TASK BRIEF
Copy out each line below that contains the string "tree", treating uppercase and lowercase as different.

WORKING DATA
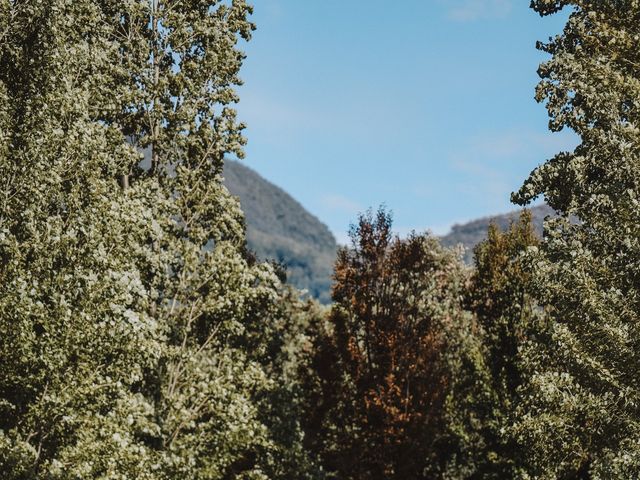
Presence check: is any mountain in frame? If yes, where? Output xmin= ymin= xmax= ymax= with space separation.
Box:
xmin=224 ymin=160 xmax=554 ymax=303
xmin=440 ymin=205 xmax=555 ymax=263
xmin=224 ymin=160 xmax=338 ymax=303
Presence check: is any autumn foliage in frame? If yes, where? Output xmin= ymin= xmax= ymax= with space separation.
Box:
xmin=308 ymin=210 xmax=488 ymax=479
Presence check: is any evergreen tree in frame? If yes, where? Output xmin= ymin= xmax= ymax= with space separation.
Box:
xmin=515 ymin=0 xmax=640 ymax=478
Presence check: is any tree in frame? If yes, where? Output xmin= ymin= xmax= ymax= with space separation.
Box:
xmin=0 ymin=0 xmax=162 ymax=479
xmin=0 ymin=0 xmax=314 ymax=479
xmin=514 ymin=0 xmax=640 ymax=478
xmin=309 ymin=210 xmax=482 ymax=479
xmin=465 ymin=211 xmax=542 ymax=478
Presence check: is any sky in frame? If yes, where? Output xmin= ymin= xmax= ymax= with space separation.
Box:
xmin=237 ymin=0 xmax=576 ymax=243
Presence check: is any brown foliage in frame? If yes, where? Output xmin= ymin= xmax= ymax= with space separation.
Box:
xmin=310 ymin=210 xmax=476 ymax=479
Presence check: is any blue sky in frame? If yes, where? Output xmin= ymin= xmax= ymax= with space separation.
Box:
xmin=238 ymin=0 xmax=575 ymax=242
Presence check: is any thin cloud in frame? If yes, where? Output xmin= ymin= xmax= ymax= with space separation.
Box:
xmin=445 ymin=0 xmax=513 ymax=22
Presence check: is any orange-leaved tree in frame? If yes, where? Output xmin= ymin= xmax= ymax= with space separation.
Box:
xmin=309 ymin=209 xmax=484 ymax=479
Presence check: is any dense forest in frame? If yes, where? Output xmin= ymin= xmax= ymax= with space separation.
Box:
xmin=0 ymin=0 xmax=640 ymax=480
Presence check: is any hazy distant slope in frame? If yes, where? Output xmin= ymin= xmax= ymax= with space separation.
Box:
xmin=224 ymin=160 xmax=337 ymax=303
xmin=441 ymin=205 xmax=554 ymax=262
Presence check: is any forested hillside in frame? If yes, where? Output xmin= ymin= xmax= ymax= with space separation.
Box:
xmin=0 ymin=0 xmax=640 ymax=480
xmin=441 ymin=205 xmax=555 ymax=263
xmin=224 ymin=161 xmax=338 ymax=303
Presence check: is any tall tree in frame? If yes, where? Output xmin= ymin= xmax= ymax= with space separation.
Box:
xmin=466 ymin=211 xmax=543 ymax=478
xmin=0 ymin=0 xmax=320 ymax=479
xmin=514 ymin=0 xmax=640 ymax=478
xmin=0 ymin=0 xmax=161 ymax=479
xmin=309 ymin=210 xmax=482 ymax=479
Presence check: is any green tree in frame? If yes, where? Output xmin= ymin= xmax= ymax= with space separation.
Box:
xmin=0 ymin=0 xmax=162 ymax=479
xmin=0 ymin=0 xmax=320 ymax=479
xmin=514 ymin=0 xmax=640 ymax=478
xmin=307 ymin=210 xmax=483 ymax=479
xmin=466 ymin=211 xmax=542 ymax=478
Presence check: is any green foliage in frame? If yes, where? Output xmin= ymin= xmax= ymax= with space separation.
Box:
xmin=0 ymin=0 xmax=315 ymax=480
xmin=515 ymin=0 xmax=640 ymax=478
xmin=440 ymin=205 xmax=556 ymax=265
xmin=466 ymin=211 xmax=542 ymax=478
xmin=307 ymin=211 xmax=490 ymax=479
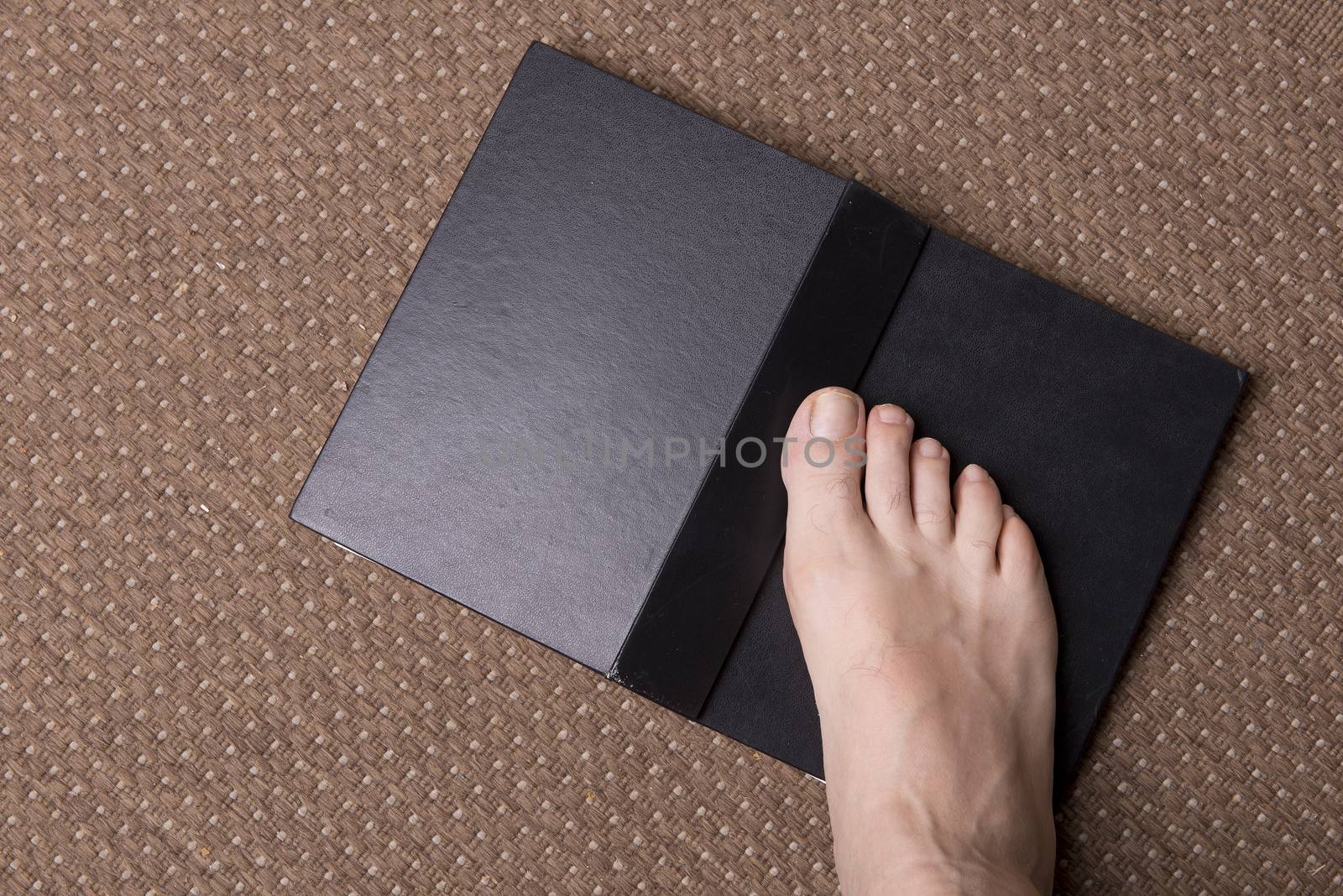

FINISHED TASK
Presence check: is any evergreen tree in frame? If yes, where? Output xmin= ymin= xmax= ymax= with space separation.
Presence check: is any tree in frame? If yes, where? Output xmin= ymin= xmax= ymax= with space separation.
Presence check: is any orange-leaved tree in frame? If yes, where? Output xmin= ymin= xmax= ymax= with space separation.
Presence check: is any tall tree in frame? If yes, where? Output xmin= ymin= xmax= ymax= with space separation.
Presence check: is any green tree in frame? If yes, where? Output xmin= ymin= xmax= ymax= with space separation.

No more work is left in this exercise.